Shinto shrine in Hyōgo Prefecture, Japan

Awaga Jinja (粟鹿神社) is a Shinto shrine in the Santocho Awaga neighborhood of the city of Asago in Hyōgo Prefecture, Japan. It is one of the two shrines (along with Izushi Jinja) which claim the title of ichinomiya of former Tajima Province. The main festival of the shrine is held annually on October 17.

==Enshrined kami==
The main kami enshrined at Awaga Jinja are:
- Amenomisari (天美佐利命)
- Hiko imasu no Ōkimi (日子坐王命), the third prince of the 9th Emperor Kaika and the great-grandfather of the 12th Emperor Keiko.
- Hoori (日子穂穂手見尊), third son of Ninigi and Konohanasakuya-hime; grandfather of Emperor Jimmu.

==History==
The origins of Awaga Jinja are unknown. According to the shrine's legend, it was founded during the reign of the legendary Emperor Suinin. A local noble, Ohiko Hayami offered to the Imperial Court to build a shrine to worship the Amenomisari, as this kami was an arashin (rough deity) which needed placating. His great-grandson took the surname "Kambe" and was the kuni no miyatsuko of Tajima. The shrine first appears in the historical documents in tax records for Tajima Province dated 737. It appears thereafter in the various historical chronicles in the Heian period, including the Engishiki and the Wamyō Ruijushō. The Engishiki lists it as a Myōjin Taisha (名神大社). During the Sengoku period, Toyotomi Hideyoshi occupied the area in 1580, he confiscated the territory of the shrine, which fell into decline. Under then Edo Period Tokugawa shogunate, the area became Izushi Domain, ruled by the Koide clan followed by the Sengoku clan.

**DATASET EXTRACT:**
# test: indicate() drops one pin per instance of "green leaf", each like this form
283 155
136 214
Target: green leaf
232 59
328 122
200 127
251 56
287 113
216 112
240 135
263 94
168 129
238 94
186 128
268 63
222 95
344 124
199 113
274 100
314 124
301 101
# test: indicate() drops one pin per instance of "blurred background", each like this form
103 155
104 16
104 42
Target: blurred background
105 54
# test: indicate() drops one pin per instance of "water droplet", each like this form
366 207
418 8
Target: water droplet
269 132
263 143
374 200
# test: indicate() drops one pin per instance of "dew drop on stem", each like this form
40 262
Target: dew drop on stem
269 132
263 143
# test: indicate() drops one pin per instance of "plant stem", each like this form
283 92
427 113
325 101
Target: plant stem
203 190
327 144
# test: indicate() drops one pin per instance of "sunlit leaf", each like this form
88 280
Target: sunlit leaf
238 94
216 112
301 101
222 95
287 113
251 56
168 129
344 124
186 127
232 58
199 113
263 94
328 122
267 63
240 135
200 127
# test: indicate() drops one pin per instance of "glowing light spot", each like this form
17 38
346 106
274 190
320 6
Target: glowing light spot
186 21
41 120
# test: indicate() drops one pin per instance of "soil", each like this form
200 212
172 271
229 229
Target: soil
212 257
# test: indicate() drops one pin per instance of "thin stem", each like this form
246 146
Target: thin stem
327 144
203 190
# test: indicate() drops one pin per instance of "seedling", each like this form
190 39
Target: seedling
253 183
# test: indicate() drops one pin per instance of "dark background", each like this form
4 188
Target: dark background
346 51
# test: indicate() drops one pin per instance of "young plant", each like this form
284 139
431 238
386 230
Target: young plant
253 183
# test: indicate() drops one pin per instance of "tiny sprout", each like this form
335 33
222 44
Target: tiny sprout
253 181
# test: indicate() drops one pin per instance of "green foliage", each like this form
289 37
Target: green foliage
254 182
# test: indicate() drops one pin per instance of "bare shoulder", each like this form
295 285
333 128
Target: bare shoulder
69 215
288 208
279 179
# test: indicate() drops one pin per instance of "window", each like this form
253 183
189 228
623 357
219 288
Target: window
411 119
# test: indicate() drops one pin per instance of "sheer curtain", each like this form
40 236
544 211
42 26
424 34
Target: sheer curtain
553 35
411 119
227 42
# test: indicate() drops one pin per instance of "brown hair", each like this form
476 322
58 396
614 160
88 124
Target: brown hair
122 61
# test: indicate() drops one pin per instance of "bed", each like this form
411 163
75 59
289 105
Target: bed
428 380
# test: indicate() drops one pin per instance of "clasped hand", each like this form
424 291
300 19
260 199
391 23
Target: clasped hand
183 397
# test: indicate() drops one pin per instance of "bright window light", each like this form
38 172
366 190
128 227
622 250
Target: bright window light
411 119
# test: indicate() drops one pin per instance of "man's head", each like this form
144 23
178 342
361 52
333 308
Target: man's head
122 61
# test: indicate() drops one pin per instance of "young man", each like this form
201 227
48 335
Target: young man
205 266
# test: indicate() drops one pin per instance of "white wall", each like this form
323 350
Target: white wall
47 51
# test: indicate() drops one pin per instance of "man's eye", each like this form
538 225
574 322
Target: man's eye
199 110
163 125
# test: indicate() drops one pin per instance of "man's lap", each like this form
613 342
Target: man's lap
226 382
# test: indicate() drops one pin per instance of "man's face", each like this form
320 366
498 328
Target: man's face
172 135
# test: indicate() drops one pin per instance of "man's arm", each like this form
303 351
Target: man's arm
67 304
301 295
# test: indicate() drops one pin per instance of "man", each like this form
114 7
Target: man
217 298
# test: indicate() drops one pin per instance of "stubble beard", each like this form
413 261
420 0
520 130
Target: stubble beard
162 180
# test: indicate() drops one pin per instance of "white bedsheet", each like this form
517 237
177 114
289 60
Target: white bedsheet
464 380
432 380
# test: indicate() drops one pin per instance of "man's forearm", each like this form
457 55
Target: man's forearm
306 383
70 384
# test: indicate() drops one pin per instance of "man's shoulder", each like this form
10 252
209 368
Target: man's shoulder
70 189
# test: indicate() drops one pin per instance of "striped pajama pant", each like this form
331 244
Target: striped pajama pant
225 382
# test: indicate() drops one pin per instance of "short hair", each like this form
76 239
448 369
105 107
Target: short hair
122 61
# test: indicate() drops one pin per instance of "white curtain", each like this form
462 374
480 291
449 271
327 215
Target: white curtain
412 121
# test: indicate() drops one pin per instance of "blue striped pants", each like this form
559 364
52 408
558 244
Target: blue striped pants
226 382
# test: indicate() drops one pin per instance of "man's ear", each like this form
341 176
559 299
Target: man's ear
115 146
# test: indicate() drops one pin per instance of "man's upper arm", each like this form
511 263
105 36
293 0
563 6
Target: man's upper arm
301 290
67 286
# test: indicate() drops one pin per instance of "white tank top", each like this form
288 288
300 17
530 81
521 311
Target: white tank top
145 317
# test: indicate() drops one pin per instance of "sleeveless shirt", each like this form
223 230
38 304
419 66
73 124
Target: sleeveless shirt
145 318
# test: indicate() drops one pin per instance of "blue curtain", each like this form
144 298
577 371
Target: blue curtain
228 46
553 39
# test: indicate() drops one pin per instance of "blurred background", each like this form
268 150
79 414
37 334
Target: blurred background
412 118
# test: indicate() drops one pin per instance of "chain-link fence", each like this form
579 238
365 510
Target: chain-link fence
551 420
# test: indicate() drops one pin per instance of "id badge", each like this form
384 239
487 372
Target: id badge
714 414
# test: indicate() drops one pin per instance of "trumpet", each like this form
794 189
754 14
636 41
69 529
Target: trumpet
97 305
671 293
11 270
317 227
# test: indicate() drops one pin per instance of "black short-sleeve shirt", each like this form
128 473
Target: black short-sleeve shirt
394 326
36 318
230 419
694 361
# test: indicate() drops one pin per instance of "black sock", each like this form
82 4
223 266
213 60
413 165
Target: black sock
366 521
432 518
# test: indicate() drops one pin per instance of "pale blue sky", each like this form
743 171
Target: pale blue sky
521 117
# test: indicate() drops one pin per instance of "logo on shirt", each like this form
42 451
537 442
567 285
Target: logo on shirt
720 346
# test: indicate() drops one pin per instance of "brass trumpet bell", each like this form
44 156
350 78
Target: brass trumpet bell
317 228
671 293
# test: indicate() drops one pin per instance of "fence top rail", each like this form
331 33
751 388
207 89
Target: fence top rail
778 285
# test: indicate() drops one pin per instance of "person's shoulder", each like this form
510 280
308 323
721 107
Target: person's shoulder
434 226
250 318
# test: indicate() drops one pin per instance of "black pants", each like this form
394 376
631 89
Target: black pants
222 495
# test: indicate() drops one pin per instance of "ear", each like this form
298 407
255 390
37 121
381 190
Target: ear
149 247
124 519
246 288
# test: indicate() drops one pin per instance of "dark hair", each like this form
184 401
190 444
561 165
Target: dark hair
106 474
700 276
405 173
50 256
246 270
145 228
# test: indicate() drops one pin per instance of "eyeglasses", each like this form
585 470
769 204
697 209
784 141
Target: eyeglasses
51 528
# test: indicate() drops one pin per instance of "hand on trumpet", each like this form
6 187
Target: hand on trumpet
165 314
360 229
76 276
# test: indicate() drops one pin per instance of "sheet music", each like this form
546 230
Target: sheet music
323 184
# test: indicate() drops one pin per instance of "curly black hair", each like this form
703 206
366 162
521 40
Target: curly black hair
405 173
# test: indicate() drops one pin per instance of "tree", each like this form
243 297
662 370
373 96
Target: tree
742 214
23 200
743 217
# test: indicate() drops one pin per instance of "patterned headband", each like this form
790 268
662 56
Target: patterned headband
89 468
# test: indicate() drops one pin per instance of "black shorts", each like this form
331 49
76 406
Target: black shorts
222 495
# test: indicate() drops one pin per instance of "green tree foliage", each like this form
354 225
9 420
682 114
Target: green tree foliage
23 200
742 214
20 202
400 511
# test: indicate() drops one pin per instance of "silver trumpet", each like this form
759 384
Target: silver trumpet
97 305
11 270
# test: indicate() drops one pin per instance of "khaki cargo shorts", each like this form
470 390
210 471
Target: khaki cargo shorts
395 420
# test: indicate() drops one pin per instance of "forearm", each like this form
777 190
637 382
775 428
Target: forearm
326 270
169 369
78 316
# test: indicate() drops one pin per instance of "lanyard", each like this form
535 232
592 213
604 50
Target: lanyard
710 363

**EXERCISES:**
a. Reproduce the part of the Awaga Jinja text starting with "Shinto shrine in Hyōgo" and going on through "- Amenomisari (天美佐利命)".
b. Carry on the Awaga Jinja text from the point where it stops.
The material that comes after the Awaga Jinja text is separate from it.

**ANSWERS GIVEN:**
a.
Shinto shrine in Hyōgo Prefecture, Japan

Awaga Jinja (粟鹿神社) is a Shinto shrine in the Santocho Awaga neighborhood of the city of Asago in Hyōgo Prefecture, Japan. It is one of the two shrines (along with Izushi Jinja) which claim the title of ichinomiya of former Tajima Province. The main festival of the shrine is held annually on October 17.

==Enshrined kami==
The main kami enshrined at Awaga Jinja are:
- Amenomisari (天美佐利命)

b.
During the Meiji period era of State Shinto, the shrine was rated as a village shrine in 1872 and promoted to a prefectural shrine in 1879 under the Modern system of ranked Shinto Shrines.

The Honden was built in 1880 in the Nagare-zukuri style and is a three by two bay building. The Haiden is a four by three bay building. There is a small hill behind the main shrine which has what appears to be the remnants of a moat. The shrine refers to this as the "tomb of the god", but it is not certain if this is an ancient kofun or not, as it has never been excavation. However, from 1999 to 2004, an archaeological excavation was conducted in the vicinity of the precincts due to the construction of the Kitakinki Toyooka Expressway, and the foundations of structures and a medieval stone paved approach have been found, indicating that the shrine was once much larger than it is at present.

The shrine is located about 30-minutes on foot from Yanase Station on the JR West Sanin Main Line.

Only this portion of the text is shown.